Claimants aren’t interrogated. Instead, they simply tell their story, alone in a room with an adjudicator, said Daniel Ish. He’s
the chief adjudicator of the Indian Residential Schools Adjudication Secretariat, a collection of independent lawyers and judges who are hearing the abuse claims.
So long as their story is coherent, not far-fetched and consistent with the schools’ records, chances are the claim will go through, he said.
“It’s still a challenge, of course, for people to remember that far back, but they give the testimony as best they can and then it’s measured against the records of the school,” said Ish. For example, the name of a teacher may be checked to see whether he or she worked at the school at the time abuses took place.
Survivors face a lower threshold of evidence than they would in a criminal or civil court. So long as survivors can prove they were abused, they only have to “plausibly” link harms like health concerns or wage loss, said Ish.
But proving abuse can be difficult.
Cabott, Henry and Ish have all worked with clients who say their minds have blocked out details, like Dawson claims. They agree this is a recognized psychological coping mechanism, especially for young victims of trauma.
But if a former student can’t prove they suffered abuse, they won’t be able to receive a claim. And the abuse application demands details.
Along with remembering dates, names and schools, applicants also have to explain precisely what happened to them in great detail. Where they touched on top of, or under, clothing? Was there simulated intercourse, digital penetration or full, repeated and persistent penetration?
If it happened more than once, how often, over how long? What happened before and after the abuse took place? Where in the school did it take place? And what impact has this abuse had on your life?
Dawson can’t provide those details, and he can’t call any witnesses to his defence.
“They’re all dead,” he said. “All the kids I went to school with are dead now. They either drank themselves to death or were killed. My brother Gerald, my best witness, he was killed a few years back.”
Dawson never left his brother’s side at the school.

◆ Task goal: Pick up the passage about residential school abuse claims after its last sentence and continue writing it. The lines that follow are separate material, unrelated to the text above.

◆ Information provided:
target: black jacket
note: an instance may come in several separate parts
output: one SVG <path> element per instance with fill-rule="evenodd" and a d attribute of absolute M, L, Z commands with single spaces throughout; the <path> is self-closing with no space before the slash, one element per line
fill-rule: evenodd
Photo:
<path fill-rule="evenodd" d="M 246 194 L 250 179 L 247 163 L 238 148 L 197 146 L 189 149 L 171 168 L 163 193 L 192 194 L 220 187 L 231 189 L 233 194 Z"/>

◆ Your response:
“He was my ears,” Dawson said. He means that literally: Dawson has trouble hearing.
“They thought I was retarded,” he said about his teachers at the mission school. “I could see their lips moving but I couldn’t understand what they were saying.”
He doesn’t remember if his hearing problems started before he attended the school, or whether they may have been caused by what he endured.
But Dawson can talk about his struggles since attending residential school. Like many of his schoolmates, alcoholism became an escape.
“If it wasn’t for my mom, I’d be dead,” he said.
Dawson eventually quit drinking to provide a better example for his own children, he said.
And, following his father’s example, Dawson has always maintained a regular job. He remembers reserving Sundays to sober up for the week ahead, even when his drinking was at its worst.
Adulthood addictions and job loss are considered in the abuse-claim process, said Ish. And adjudicators incorporate plans for counselling and other supports when approving claims, which average about $105,000. The highest claim that has been awarded was for about $445,000.
But even without a claim, Dawson could be considered lucky.
Because he didn’t have to board at the school as a child, he enjoyed summers on the land, unlike so many other former students.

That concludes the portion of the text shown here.